» The task
Across the whole listing, return each line exactly, with no images included.

» Data for this task
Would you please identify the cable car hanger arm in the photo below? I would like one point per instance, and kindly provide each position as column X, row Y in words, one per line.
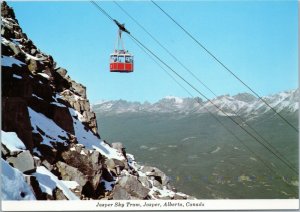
column 121, row 26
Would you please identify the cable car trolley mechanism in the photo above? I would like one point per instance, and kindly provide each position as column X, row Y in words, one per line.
column 121, row 60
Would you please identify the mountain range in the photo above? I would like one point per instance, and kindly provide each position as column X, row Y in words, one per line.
column 243, row 104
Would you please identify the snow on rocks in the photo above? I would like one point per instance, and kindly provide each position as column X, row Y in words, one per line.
column 12, row 141
column 51, row 132
column 10, row 61
column 15, row 186
column 48, row 182
column 90, row 141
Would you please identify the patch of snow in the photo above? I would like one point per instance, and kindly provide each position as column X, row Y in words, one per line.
column 17, row 76
column 70, row 184
column 12, row 141
column 108, row 186
column 58, row 104
column 90, row 141
column 9, row 61
column 13, row 183
column 79, row 116
column 48, row 182
column 44, row 75
column 82, row 152
column 53, row 133
column 33, row 58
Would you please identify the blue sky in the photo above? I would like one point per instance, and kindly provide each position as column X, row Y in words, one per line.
column 257, row 40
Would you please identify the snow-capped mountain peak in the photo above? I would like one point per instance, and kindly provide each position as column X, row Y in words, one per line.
column 241, row 104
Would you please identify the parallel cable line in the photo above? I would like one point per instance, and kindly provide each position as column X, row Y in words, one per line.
column 213, row 115
column 195, row 89
column 207, row 87
column 227, row 69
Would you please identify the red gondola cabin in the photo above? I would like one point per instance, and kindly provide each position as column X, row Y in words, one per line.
column 121, row 61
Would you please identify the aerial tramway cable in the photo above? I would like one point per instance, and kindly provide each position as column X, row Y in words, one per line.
column 207, row 87
column 226, row 68
column 195, row 89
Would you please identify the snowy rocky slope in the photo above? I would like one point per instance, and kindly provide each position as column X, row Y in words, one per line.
column 50, row 146
column 243, row 104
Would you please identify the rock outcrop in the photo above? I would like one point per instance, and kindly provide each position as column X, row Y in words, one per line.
column 51, row 133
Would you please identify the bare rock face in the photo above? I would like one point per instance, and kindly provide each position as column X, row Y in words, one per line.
column 15, row 118
column 23, row 161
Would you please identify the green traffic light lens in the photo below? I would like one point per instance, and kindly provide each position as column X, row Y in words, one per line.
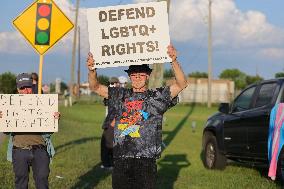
column 42, row 37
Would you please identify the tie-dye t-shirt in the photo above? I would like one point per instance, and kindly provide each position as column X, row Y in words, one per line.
column 138, row 125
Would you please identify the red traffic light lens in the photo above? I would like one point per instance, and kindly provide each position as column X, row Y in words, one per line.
column 42, row 38
column 44, row 10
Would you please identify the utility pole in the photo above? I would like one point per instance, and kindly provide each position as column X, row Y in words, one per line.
column 79, row 69
column 157, row 76
column 209, row 92
column 71, row 85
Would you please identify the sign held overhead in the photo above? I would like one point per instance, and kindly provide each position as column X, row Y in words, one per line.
column 28, row 113
column 129, row 34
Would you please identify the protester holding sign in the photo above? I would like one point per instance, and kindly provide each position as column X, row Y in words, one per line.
column 138, row 122
column 30, row 149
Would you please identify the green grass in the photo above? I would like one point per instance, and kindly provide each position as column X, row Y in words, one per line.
column 78, row 154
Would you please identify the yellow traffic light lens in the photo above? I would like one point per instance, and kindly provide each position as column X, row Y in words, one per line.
column 44, row 10
column 42, row 38
column 43, row 24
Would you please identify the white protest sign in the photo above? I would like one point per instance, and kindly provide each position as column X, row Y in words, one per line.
column 129, row 34
column 28, row 113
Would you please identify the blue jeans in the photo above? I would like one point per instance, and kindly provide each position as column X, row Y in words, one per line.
column 38, row 159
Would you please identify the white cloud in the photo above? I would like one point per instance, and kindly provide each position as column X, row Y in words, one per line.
column 13, row 42
column 273, row 53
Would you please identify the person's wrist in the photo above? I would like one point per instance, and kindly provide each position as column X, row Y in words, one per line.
column 174, row 60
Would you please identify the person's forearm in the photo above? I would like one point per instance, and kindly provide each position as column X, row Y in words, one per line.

» Reply to the task
Would you please identify the cable car hanger arm in the photo below? I would like one point per instance, and kindly provide each position as column X, row Y in words, one per line.
column 121, row 26
Would you please identify the cable car trolley mechanism in the photo above? I would like one point per instance, and kindly provide each position as column X, row Y in words, one per line.
column 121, row 60
Would you please identify the mountain range in the photo above? I would like one point per instance, and kindly provide each position as column X, row Y in words, one per line.
column 243, row 104
Would you please identify the snow on rocks in the photo above? I would like one point per instance, and kindly provide each position as column X, row Y in words, one per line.
column 12, row 141
column 51, row 132
column 10, row 61
column 15, row 186
column 48, row 182
column 90, row 141
Would you please identify the patch of snow in the photo above? I would like one point per instance, and kindly provide each position as column X, row Y in words, one per line.
column 17, row 76
column 70, row 184
column 12, row 141
column 108, row 186
column 58, row 104
column 90, row 141
column 9, row 61
column 13, row 183
column 79, row 116
column 48, row 182
column 44, row 75
column 82, row 152
column 53, row 133
column 33, row 58
Would you please identify the blue sky in the photo above? I would like one point per instance, and kindly provide each position as column X, row Y in words, one per line.
column 257, row 40
Would you please identify the snow-capped mountain peak in the photo above? I would like one point per instance, and kindly provide each position as column X, row Y in words, one per line.
column 241, row 104
Would you please identify the parallel cable line in the photo above? I would like one point per instance, and kindly provide each position as column X, row Y in words, one per line.
column 213, row 115
column 195, row 89
column 207, row 87
column 227, row 69
Would you please identify the red gondola cabin in the photo above? I would like one point per instance, and kindly provide each position as column X, row Y in words, one per line.
column 121, row 61
Would you please identify the aerial tramway cable in the photo above? I would like one point per instance, and kindly provide each position as column X, row Y in words, one per line.
column 207, row 87
column 226, row 68
column 195, row 89
Would you please identify the snowy rocky slope in the photo above? I would like one point per instance, and kindly provide each position as column X, row Y in words, one per line.
column 50, row 146
column 243, row 104
Would you please identify the rock outcrop in the photo above? I would like one point per instance, and kindly provide each position as column X, row Y in words, one per line.
column 51, row 133
Would you please identify the bare rock face in the photo above? I would like one point per instance, and kindly provide each position as column X, row Y in words, one per line.
column 15, row 118
column 23, row 161
Would you please identify the green traffic light lens in the photo below? I would like one point per instance, and kindly provide each position as column X, row Y in words, one per line.
column 42, row 37
Would you please identify the tie-dye t-shirt in the photo above? I would like one point per instance, and kindly provide each position as column X, row Y in words, one per line.
column 138, row 125
Would you please identify the red traffic light lens in the photo above? I would like one point per instance, and kindly provide each position as column X, row Y in words, one per line.
column 42, row 38
column 44, row 10
Would you please identify the utility pole in the photo above? I would like one point per instance, and kindly provide each position as column X, row Y in words, one per line.
column 79, row 69
column 157, row 76
column 209, row 92
column 71, row 85
Would you please identify the sign held overhead in the photo above? I would like one point per instance, and kindly provide each position as column X, row Y in words, one per line.
column 28, row 113
column 129, row 34
Would you please identify the protester holding sign in the photo above? I would like one point per instance, and kindly provide each position as column X, row Y in words, one per line.
column 138, row 122
column 30, row 149
Would you please identify the green grass in the photo above? I would like one point per instance, and kindly provide each position as column X, row Y in words, one per line.
column 78, row 154
Would you please identify the yellow traffic light lens in the photo above? I would like one point per instance, and kindly provide each position as column X, row Y in words, one per line.
column 44, row 10
column 42, row 38
column 43, row 24
Would you please identify the white protest sign in the photo above? I would like one point per instance, and kindly provide each position as column X, row Y in words, one per line.
column 129, row 34
column 28, row 113
Would you please identify the blue jeans in the photo above? I would like one point per instance, and kindly provide each position as column X, row Y in words, one per line.
column 38, row 159
Would you please identify the white cloud in the photo above? I would like one point per instance, and kindly provide each position as column X, row Y in words, one per line.
column 13, row 42
column 273, row 53
Would you please identify the person's wrist in the photo above? I would like one point per instance, and kindly provide each position as column X, row Y in words, one per line.
column 174, row 60
Would you please identify the person's forearm in the photo above? I would like one point per instance, and kindly provide each position as column X, row Y in words, one per line.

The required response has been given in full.